═══ SOURCE DOCUMENT

ARA Bouchard (formerly L'Adroit) is a patrol vessel designed by the French company DCNS for maritime protection missions. She was originally part of the Gowind family of corvettes and patrol vessels but the less military members of the family like Bouchard have been moved into the Kership consortium. The design was self-funded by DCNS without an initial customer, and was initially leased to the French Navy as L'Adroit before being sold to the Argentine Navy in November 2018.  The vessel was commissioned as ARA Bouchard in December 2019.

Design
Bouchard has a 360° panoramic bridge and an integrated mast. The minimal superstructure of the ship leaves a substantial space available for air operations (helicopters, UAVs) and for launch and recovery of surface assets (RHIBs or USVs). Bouchards missions are managed by a combat system, which supplies essential detailed information on the ship’s environment, acquired by various detectors, deployed sensors and other ships integrated into the surveillance network. The mission system can also include a maritime surveillance system capable of detecting suspicious course profiles automatically.

The vessel is capable of a variety of missions usually associated with offshore patrol of economic zones.

══════

* **SET TASK A**
Turn the paragraph of the ARA Bouchard article beginning "Bouchard has a 360° panoramic bridge" into a short bulleted list that keeps its main facts.
* **SET TASK B**
Please carry on writing the ARA Bouchard article from the point where it stops.
The listing that comes next has no connection to the ARA Bouchard article.

═══ INFORMATION SUPPLIED

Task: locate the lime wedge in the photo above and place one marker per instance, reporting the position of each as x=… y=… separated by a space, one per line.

══════

* **RIGHT ANSWER A**
- A 360° panoramic bridge and an integrated mast.
- A minimal superstructure that leaves substantial space for air operations (helicopters, UAVs) and for launching and recovering surface assets (RHIBs or USVs).
- A combat system that manages missions and supplies detailed information on the ship's environment, gathered from detectors, deployed sensors and other ships in the surveillance network.
- An optional maritime surveillance system that automatically detects suspicious course profiles.

* **RIGHT ANSWER B**
History
Placed at the disposal of the French Navy by DCNS for a period of three years, L'Adroit sailed from her home base on France's Mediterranean coast in May 2012 to conduct her first fishery policing and maritime security mission, including deployment for Operation Thon Rouge, monitoring fishing vessels with red tuna quotas for 2012.

Argentine service 
L'Adroit was sold to the Argentine Navy in November 2018, and was commissioned as ARA Bouchard in December 2019. She is home based at Mar del Plata naval base.

See also 
 ARA Piedrabuena (P-52)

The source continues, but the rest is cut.